== AIM OF THE TASK ==
Render the material below as a JSON list of strings, one string per line, leaving out any blank lines.

>>>

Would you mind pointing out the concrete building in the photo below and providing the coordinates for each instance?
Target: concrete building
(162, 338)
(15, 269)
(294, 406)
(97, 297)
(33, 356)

<<<

== EXERCISE RESULT ==
[
  "Would you mind pointing out the concrete building in the photo below and providing the coordinates for each instance?",
  "Target: concrete building",
  "(162, 338)",
  "(15, 269)",
  "(294, 406)",
  "(97, 297)",
  "(33, 356)"
]